(DATA SECTION):

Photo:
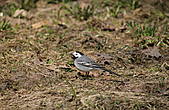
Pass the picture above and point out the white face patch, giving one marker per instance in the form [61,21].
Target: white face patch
[76,54]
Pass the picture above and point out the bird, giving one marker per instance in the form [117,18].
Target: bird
[86,64]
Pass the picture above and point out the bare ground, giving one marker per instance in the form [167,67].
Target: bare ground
[37,71]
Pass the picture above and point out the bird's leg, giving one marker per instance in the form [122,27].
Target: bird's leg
[87,74]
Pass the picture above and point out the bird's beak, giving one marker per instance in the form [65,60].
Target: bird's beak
[72,56]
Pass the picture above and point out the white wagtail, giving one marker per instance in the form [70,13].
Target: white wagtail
[86,64]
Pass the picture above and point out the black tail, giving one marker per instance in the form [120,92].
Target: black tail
[110,71]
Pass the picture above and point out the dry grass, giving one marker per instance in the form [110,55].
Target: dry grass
[37,72]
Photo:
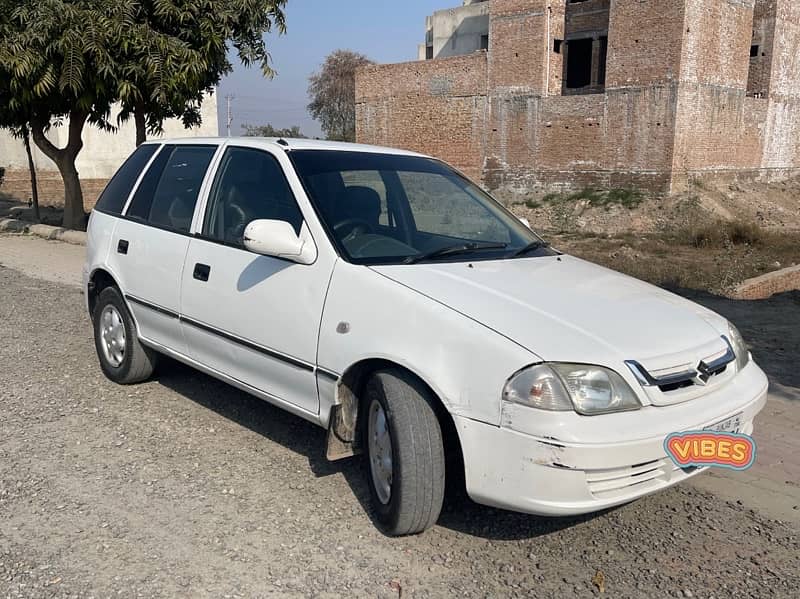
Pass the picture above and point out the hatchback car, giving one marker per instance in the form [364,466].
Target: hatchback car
[380,294]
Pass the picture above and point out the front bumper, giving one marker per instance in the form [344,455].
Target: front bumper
[539,474]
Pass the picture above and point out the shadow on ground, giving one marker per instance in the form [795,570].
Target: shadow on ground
[11,207]
[459,514]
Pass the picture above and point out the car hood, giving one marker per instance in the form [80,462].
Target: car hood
[562,308]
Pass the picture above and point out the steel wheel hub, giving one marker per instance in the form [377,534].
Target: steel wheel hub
[112,335]
[380,452]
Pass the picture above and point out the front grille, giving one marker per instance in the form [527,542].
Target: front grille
[665,385]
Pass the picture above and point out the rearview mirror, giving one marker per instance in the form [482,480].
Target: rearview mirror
[277,238]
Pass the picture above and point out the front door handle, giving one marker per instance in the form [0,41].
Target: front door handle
[201,272]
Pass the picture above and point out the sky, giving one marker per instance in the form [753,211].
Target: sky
[385,31]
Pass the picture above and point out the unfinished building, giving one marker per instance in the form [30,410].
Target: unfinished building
[568,93]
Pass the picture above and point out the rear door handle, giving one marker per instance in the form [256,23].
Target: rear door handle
[201,272]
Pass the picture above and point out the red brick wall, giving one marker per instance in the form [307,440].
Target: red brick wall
[786,279]
[644,42]
[674,107]
[17,184]
[589,16]
[716,49]
[436,107]
[519,46]
[759,67]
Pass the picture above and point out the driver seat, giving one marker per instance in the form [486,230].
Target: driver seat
[362,203]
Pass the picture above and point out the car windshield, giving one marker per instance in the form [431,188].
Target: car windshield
[395,209]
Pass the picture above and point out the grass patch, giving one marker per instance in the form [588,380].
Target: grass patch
[603,198]
[721,234]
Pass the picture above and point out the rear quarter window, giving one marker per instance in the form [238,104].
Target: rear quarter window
[116,193]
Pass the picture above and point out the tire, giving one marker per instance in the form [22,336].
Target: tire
[123,358]
[400,406]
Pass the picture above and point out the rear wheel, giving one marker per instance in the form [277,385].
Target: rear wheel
[404,452]
[122,357]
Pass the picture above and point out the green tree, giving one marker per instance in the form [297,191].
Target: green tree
[66,62]
[270,131]
[333,94]
[177,51]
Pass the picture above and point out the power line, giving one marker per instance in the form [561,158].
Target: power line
[228,100]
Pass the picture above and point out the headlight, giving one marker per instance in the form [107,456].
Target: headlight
[739,347]
[588,390]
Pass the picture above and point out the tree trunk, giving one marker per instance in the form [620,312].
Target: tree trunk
[74,216]
[32,169]
[141,126]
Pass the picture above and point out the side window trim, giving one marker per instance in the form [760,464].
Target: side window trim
[139,180]
[210,184]
[205,190]
[172,147]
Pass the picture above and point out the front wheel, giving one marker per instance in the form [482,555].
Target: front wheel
[122,357]
[404,452]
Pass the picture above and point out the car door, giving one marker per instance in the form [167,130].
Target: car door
[254,318]
[151,240]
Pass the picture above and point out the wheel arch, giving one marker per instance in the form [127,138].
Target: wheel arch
[345,423]
[99,279]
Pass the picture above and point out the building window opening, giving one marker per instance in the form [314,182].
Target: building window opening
[579,63]
[601,65]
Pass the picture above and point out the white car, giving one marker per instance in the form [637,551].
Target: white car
[382,295]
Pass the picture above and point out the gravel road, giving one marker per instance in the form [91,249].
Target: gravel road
[186,487]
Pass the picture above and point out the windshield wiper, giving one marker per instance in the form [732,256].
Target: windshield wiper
[452,250]
[531,247]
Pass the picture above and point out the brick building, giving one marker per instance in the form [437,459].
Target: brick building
[566,93]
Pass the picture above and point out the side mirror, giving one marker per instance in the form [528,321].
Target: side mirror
[277,238]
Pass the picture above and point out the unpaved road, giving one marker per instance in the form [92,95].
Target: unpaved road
[186,487]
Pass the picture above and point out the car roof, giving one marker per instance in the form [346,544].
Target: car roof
[289,144]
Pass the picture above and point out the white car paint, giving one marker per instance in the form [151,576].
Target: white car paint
[463,328]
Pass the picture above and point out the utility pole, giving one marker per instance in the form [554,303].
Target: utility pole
[228,99]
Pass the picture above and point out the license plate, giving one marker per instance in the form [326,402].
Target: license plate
[729,425]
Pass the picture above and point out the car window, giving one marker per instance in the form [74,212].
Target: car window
[116,193]
[368,183]
[250,185]
[441,207]
[168,193]
[383,208]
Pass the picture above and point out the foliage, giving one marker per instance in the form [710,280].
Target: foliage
[73,59]
[333,94]
[269,131]
[177,51]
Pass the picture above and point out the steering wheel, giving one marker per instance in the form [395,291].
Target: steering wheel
[355,226]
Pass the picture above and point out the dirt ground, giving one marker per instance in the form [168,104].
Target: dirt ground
[710,238]
[186,487]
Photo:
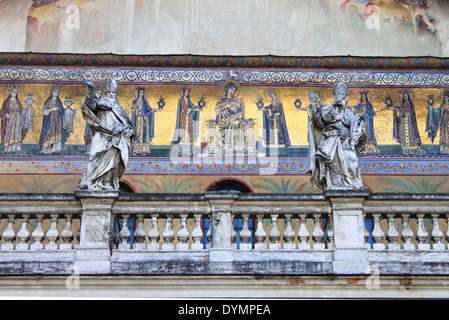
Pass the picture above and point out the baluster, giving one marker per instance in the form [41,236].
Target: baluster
[197,234]
[52,234]
[183,234]
[153,234]
[303,233]
[168,234]
[235,221]
[124,234]
[378,233]
[422,233]
[260,234]
[366,233]
[318,234]
[437,234]
[407,233]
[38,234]
[392,233]
[330,231]
[67,234]
[139,233]
[9,234]
[245,234]
[23,234]
[209,232]
[275,234]
[289,233]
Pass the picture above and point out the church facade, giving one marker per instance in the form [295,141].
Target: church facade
[221,108]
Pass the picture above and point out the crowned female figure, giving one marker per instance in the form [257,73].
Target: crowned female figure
[187,122]
[230,120]
[336,137]
[405,128]
[53,134]
[438,120]
[143,121]
[365,106]
[12,131]
[274,124]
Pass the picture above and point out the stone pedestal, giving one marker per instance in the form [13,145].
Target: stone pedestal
[92,255]
[350,251]
[221,224]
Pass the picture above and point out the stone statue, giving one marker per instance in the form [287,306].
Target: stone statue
[112,138]
[335,138]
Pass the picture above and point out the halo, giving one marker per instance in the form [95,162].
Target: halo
[406,91]
[138,88]
[61,91]
[223,89]
[182,88]
[354,4]
[7,88]
[368,93]
[267,90]
[322,95]
[443,93]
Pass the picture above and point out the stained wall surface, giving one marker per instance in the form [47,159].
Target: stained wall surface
[227,27]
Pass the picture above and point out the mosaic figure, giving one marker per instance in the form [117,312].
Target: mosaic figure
[335,137]
[274,126]
[405,128]
[53,134]
[13,132]
[438,119]
[365,107]
[69,115]
[28,113]
[187,122]
[87,132]
[112,137]
[143,122]
[231,121]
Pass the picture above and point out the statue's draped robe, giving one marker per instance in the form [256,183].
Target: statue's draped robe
[333,157]
[109,151]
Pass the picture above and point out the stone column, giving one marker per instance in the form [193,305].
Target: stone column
[350,252]
[92,255]
[221,225]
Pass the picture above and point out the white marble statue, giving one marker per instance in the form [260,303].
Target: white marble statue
[112,138]
[335,138]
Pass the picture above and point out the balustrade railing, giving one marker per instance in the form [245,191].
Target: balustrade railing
[318,228]
[39,231]
[289,231]
[155,232]
[407,231]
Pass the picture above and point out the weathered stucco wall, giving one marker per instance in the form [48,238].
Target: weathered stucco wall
[227,27]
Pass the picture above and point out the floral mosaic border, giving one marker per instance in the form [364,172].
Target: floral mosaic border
[176,76]
[298,166]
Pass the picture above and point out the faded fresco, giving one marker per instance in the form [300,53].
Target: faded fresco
[196,127]
[289,27]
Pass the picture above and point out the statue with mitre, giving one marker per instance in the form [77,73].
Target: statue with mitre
[335,138]
[112,137]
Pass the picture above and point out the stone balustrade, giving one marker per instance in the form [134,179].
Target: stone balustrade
[220,233]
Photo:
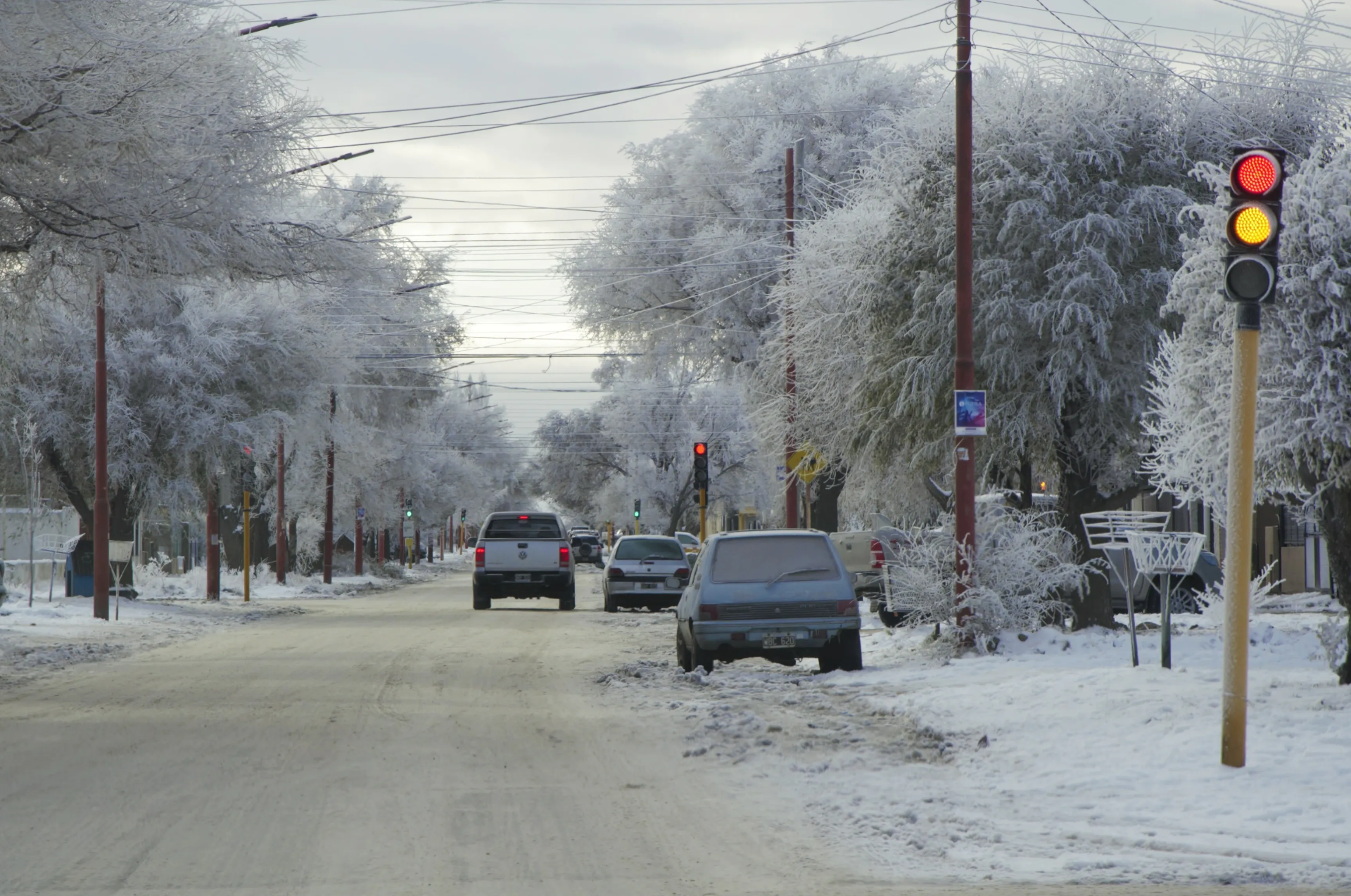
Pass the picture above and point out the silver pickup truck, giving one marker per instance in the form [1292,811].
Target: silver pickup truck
[524,555]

(EXERCISE DETAILS): From the line containing "Pass the picture above and point out the weathered" to the end of the data above, give those lines again verbatim, with both endpoints included and no images.

(FINISHED ANSWER):
Pass the picture above and point out the weathered stucco wall, giving one marker per instance in the form [48,238].
Target: weathered stucco wall
[227,27]
Pass the picture above and point out the floral mosaic border, giving one marker per instance in the form [364,172].
Target: floral mosaic border
[176,76]
[298,166]
Pass the picture above and point out the faded fresco, giving one marker per instance in the form [300,53].
Target: faded fresco
[196,127]
[289,27]
Pass the picture above and point out the statue with mitre, giving one marker per instance in the form [77,73].
Target: statue with mitre
[335,138]
[112,137]
Pass the picture above and point out the stone balustrade, giving one marker per instance in the form [134,179].
Target: stone balustrade
[220,233]
Photo:
Pass the picture above and point out the silver pickup truck, giving one marker per instance in the form [1292,811].
Target: silver pickup truck
[524,555]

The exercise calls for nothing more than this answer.